* **Listed records**:
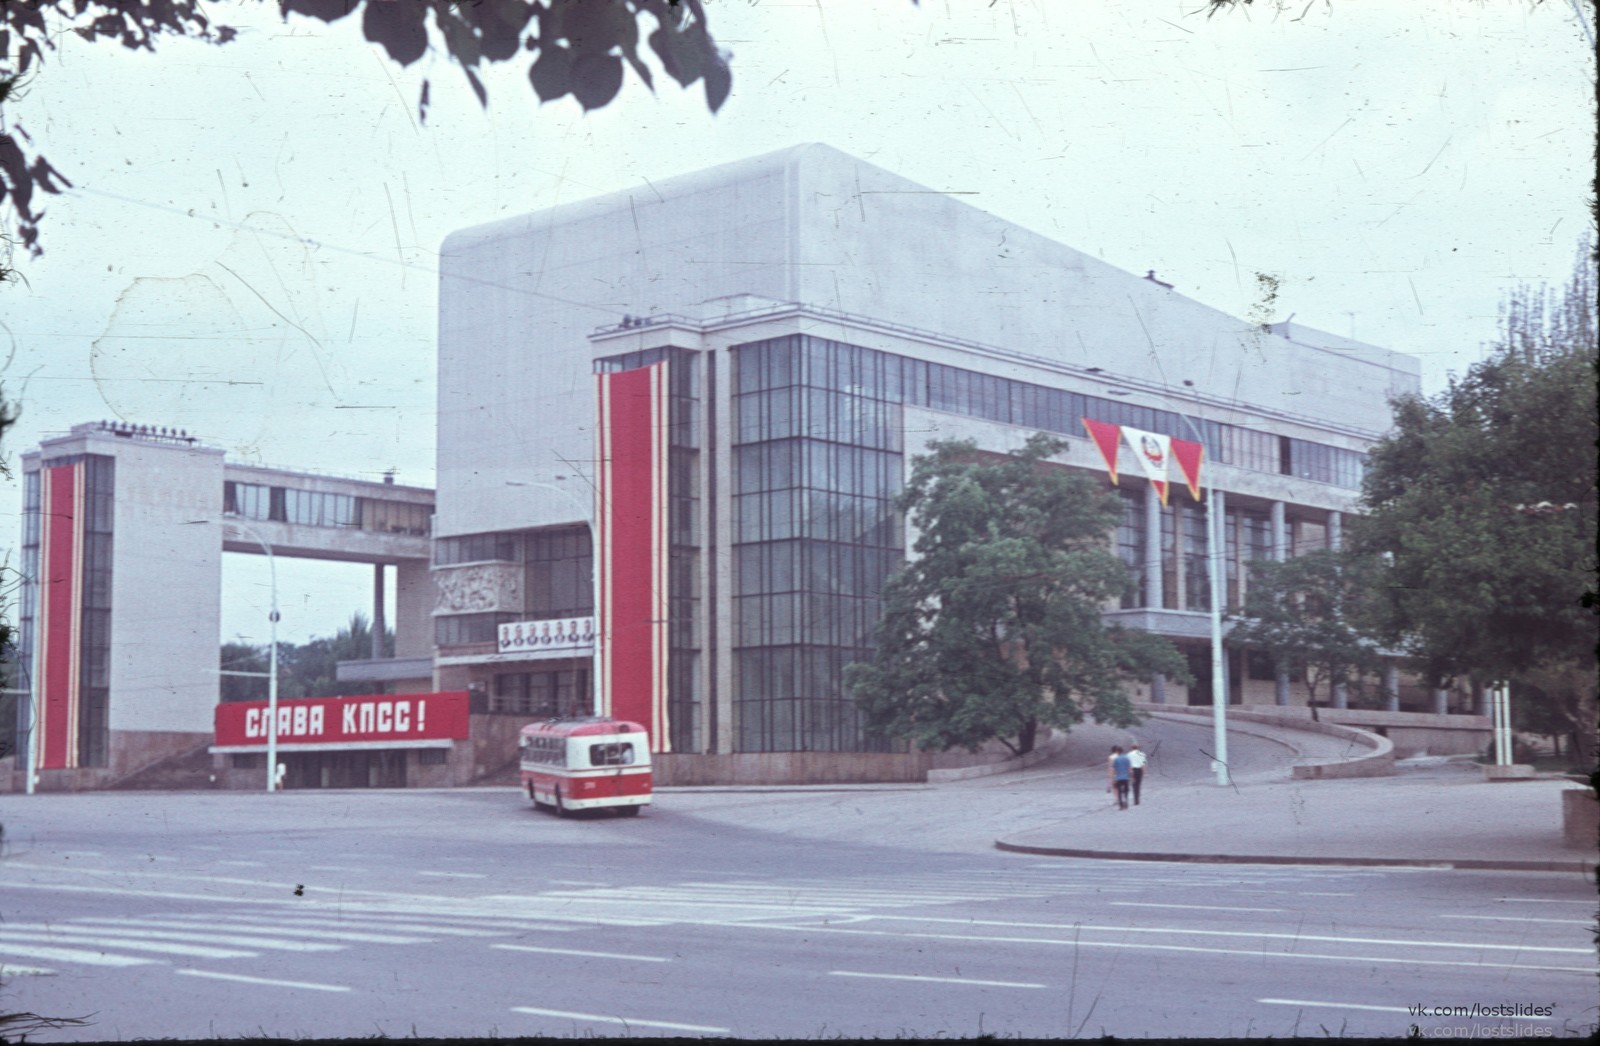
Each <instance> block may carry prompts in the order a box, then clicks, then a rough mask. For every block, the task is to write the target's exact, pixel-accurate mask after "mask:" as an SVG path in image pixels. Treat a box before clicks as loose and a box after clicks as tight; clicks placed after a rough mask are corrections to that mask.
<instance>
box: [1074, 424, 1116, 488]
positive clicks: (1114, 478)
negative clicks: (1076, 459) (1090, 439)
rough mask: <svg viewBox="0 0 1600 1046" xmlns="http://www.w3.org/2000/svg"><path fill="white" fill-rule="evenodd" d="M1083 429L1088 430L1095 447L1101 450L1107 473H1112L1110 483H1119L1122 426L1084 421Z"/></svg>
mask: <svg viewBox="0 0 1600 1046" xmlns="http://www.w3.org/2000/svg"><path fill="white" fill-rule="evenodd" d="M1083 427H1085V429H1088V433H1090V438H1091V440H1094V446H1098V448H1099V451H1101V457H1104V459H1106V472H1109V473H1110V481H1112V483H1115V481H1117V446H1118V445H1120V443H1122V425H1109V424H1106V422H1102V421H1091V419H1088V417H1085V419H1083Z"/></svg>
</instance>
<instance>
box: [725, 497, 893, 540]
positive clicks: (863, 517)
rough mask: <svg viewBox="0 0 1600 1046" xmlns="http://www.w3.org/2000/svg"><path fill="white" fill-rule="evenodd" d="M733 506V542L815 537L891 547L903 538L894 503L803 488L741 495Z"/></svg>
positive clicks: (783, 539)
mask: <svg viewBox="0 0 1600 1046" xmlns="http://www.w3.org/2000/svg"><path fill="white" fill-rule="evenodd" d="M733 504H734V526H736V534H734V541H739V542H749V541H787V539H792V537H814V539H818V541H846V542H854V544H864V545H878V547H894V545H896V544H898V542H899V539H901V526H899V520H898V518H896V513H894V502H893V501H888V499H883V497H853V496H850V494H830V493H827V491H813V489H806V488H800V489H790V491H773V493H770V494H742V496H739V497H734V499H733Z"/></svg>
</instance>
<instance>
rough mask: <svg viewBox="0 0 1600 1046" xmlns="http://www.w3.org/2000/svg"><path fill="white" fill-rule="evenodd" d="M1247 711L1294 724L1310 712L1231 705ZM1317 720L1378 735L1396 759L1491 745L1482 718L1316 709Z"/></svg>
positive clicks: (1466, 749)
mask: <svg viewBox="0 0 1600 1046" xmlns="http://www.w3.org/2000/svg"><path fill="white" fill-rule="evenodd" d="M1234 707H1240V709H1243V710H1246V712H1259V713H1262V715H1275V717H1280V718H1285V720H1294V721H1296V723H1301V721H1307V720H1310V709H1306V707H1294V705H1288V707H1285V705H1230V709H1229V710H1232V709H1234ZM1317 720H1318V721H1322V723H1336V725H1339V726H1357V728H1360V729H1366V731H1371V733H1374V734H1381V736H1384V737H1387V739H1389V741H1390V744H1394V749H1395V758H1410V757H1413V755H1477V753H1480V752H1483V749H1485V747H1486V745H1488V744H1490V737H1491V736H1493V729H1491V725H1490V720H1488V717H1485V715H1438V713H1435V712H1384V710H1381V709H1317Z"/></svg>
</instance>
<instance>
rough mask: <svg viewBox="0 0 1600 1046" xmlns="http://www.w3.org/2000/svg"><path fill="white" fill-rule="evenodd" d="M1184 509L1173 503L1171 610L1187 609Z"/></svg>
mask: <svg viewBox="0 0 1600 1046" xmlns="http://www.w3.org/2000/svg"><path fill="white" fill-rule="evenodd" d="M1184 558H1186V555H1184V507H1182V505H1179V504H1178V502H1173V608H1174V609H1189V577H1186V576H1184Z"/></svg>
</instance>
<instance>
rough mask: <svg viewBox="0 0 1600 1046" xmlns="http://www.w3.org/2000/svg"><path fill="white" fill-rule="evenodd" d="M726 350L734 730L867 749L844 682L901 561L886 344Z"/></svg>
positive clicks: (893, 451) (830, 750)
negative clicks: (731, 601)
mask: <svg viewBox="0 0 1600 1046" xmlns="http://www.w3.org/2000/svg"><path fill="white" fill-rule="evenodd" d="M734 352H736V355H734V368H736V377H734V381H736V385H734V389H736V393H738V395H736V398H734V419H736V432H734V443H736V446H734V469H733V472H734V497H733V501H734V534H733V537H734V541H736V542H738V545H736V549H734V555H736V577H734V587H736V589H734V590H736V597H734V635H733V643H734V646H736V651H734V665H736V675H738V681H736V689H734V701H736V712H734V715H736V723H734V734H736V739H738V741H736V744H739V745H741V750H747V752H795V750H800V752H805V750H819V752H832V750H872V749H874V745H878V747H882V742H880V741H872V739H869V737H866V736H864V731H862V728H861V721H859V717H858V713H856V707H854V704H853V702H851V701H850V697H848V694H846V693H845V686H843V669H845V665H846V664H850V662H854V661H861V659H864V657H866V656H867V654H869V649H870V645H872V632H874V629H875V625H877V622H878V617H880V614H882V605H880V598H878V597H880V593H882V590H883V582H885V581H886V579H888V577H890V574H891V573H893V571H894V569H896V568H898V566H899V563H901V558H902V553H901V545H902V542H904V526H902V523H901V518H899V513H898V512H896V510H894V497H896V496H898V494H899V491H901V475H902V467H904V465H902V454H901V451H902V443H901V441H902V417H901V406H899V403H898V401H893V398H891V397H888V395H885V382H886V381H888V357H885V355H882V353H872V352H866V350H861V349H856V347H854V345H845V344H842V342H827V341H819V339H797V337H786V339H778V341H776V342H760V344H754V345H741V347H738V349H736V350H734Z"/></svg>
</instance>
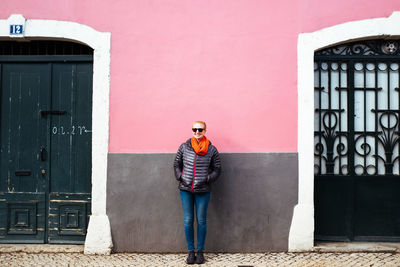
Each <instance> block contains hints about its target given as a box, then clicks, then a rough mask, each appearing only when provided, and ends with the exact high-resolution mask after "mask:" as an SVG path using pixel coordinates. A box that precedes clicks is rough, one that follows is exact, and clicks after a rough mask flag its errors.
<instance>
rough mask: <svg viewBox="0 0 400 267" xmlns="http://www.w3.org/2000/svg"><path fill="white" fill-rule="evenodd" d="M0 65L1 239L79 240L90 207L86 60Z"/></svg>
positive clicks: (89, 180) (90, 94)
mask: <svg viewBox="0 0 400 267" xmlns="http://www.w3.org/2000/svg"><path fill="white" fill-rule="evenodd" d="M0 67H1V121H0V127H1V128H0V132H1V137H0V138H1V139H0V142H1V165H0V168H1V169H0V173H1V177H0V242H1V243H82V242H84V239H85V235H86V228H87V224H88V215H89V214H90V199H91V195H90V192H91V191H90V190H91V179H90V178H91V117H92V116H91V114H92V113H91V111H92V75H93V72H92V63H90V62H88V63H4V64H1V65H0Z"/></svg>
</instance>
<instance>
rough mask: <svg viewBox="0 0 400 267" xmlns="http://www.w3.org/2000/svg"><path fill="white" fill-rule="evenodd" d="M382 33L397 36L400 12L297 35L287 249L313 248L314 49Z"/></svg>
mask: <svg viewBox="0 0 400 267" xmlns="http://www.w3.org/2000/svg"><path fill="white" fill-rule="evenodd" d="M382 36H400V12H394V13H393V14H392V15H391V16H390V17H388V18H376V19H367V20H361V21H354V22H348V23H344V24H340V25H337V26H333V27H329V28H325V29H322V30H319V31H316V32H313V33H304V34H299V37H298V45H297V60H298V71H297V74H298V76H297V79H298V85H297V89H298V137H297V138H298V140H297V142H298V152H299V196H298V204H297V205H296V207H295V209H294V214H293V218H292V224H291V227H290V233H289V251H307V250H312V249H313V245H314V52H315V51H316V50H319V49H321V48H324V47H327V46H331V45H335V44H339V43H343V42H349V41H353V40H358V39H366V38H375V37H382Z"/></svg>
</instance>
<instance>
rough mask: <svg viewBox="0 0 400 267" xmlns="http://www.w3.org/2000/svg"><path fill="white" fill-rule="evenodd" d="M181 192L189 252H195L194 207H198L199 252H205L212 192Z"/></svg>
mask: <svg viewBox="0 0 400 267" xmlns="http://www.w3.org/2000/svg"><path fill="white" fill-rule="evenodd" d="M180 191H181V201H182V207H183V222H184V225H185V237H186V243H187V248H188V250H189V251H191V250H194V230H193V221H194V220H193V219H194V207H196V221H197V250H198V251H199V250H204V243H205V241H206V234H207V207H208V202H209V200H210V192H207V193H190V192H187V191H183V190H180Z"/></svg>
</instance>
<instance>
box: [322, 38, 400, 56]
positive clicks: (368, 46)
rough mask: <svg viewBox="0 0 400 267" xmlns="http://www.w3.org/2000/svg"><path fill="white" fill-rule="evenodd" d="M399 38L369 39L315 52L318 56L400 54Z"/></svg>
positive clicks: (345, 44)
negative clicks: (391, 38) (396, 38)
mask: <svg viewBox="0 0 400 267" xmlns="http://www.w3.org/2000/svg"><path fill="white" fill-rule="evenodd" d="M398 48H399V41H398V40H368V41H360V42H354V43H349V44H343V45H339V46H335V47H331V48H325V49H324V50H321V51H317V52H315V55H317V56H321V55H323V56H331V55H334V56H379V55H400V50H399V49H398Z"/></svg>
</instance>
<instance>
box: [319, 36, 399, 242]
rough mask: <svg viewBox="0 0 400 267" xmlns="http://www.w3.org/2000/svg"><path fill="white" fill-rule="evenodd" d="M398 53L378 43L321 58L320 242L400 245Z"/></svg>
mask: <svg viewBox="0 0 400 267" xmlns="http://www.w3.org/2000/svg"><path fill="white" fill-rule="evenodd" d="M399 52H400V51H399V42H398V41H397V40H383V39H377V40H367V41H358V42H353V43H348V44H341V45H338V46H335V47H331V48H326V49H323V50H320V51H317V52H316V53H315V56H314V60H315V66H314V71H315V73H314V85H315V86H314V88H315V94H314V108H315V109H314V110H315V117H314V118H315V120H314V133H315V136H314V140H315V141H314V142H315V173H314V174H315V187H314V189H315V191H314V203H315V204H314V207H315V240H332V241H399V240H400V213H399V212H398V211H399V208H400V194H399V193H398V188H400V176H399V171H400V168H399V155H400V146H399V133H400V121H399V115H400V92H399V81H400V68H399V64H400V53H399Z"/></svg>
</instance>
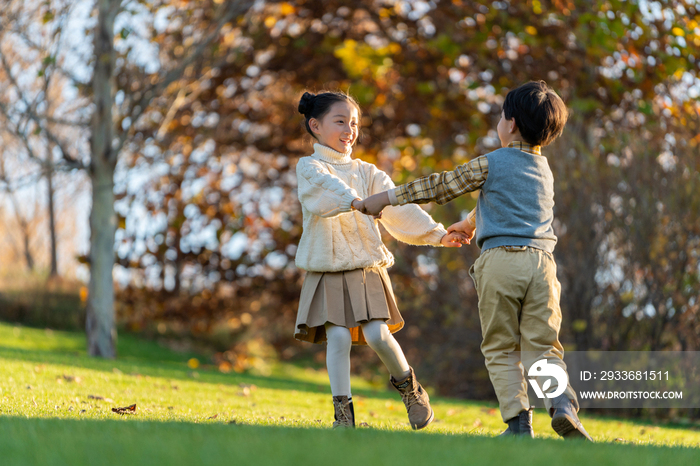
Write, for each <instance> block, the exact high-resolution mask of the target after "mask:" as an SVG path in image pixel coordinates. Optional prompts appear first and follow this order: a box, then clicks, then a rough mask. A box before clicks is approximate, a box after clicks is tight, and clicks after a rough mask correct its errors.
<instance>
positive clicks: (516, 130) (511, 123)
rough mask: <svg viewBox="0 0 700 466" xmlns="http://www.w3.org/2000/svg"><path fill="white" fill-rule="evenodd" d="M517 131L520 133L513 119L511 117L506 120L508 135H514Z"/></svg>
mask: <svg viewBox="0 0 700 466" xmlns="http://www.w3.org/2000/svg"><path fill="white" fill-rule="evenodd" d="M518 131H520V130H519V129H518V125H517V123H515V117H513V118H511V119H510V120H508V132H509V133H510V134H514V133H516V132H518Z"/></svg>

* **Task prompt**: Every line of the records above where the string "prompts" is found should be copied.

* **Task output**:
Each <instance> block may carry prompts in the order a box, then clicks, then a rough mask. For every block, the task is to write the target's exact, pixel-accurate mask after "mask:" as an SVG path in image pixels. Treat a box before clicks as loose and a box after clicks as tight; clicks placed after a rough mask are corrections to that mask.
Write, for each <instance> block, the exact high-resolution mask of the target after "mask:" as an SVG path in image pixel coordinates. Optional prompts appear first and follow this order: a box, then clicks, then a rough mask. A box before clicks is approximate, a box after clicks is tight, and clicks after a rough mask correct its errors.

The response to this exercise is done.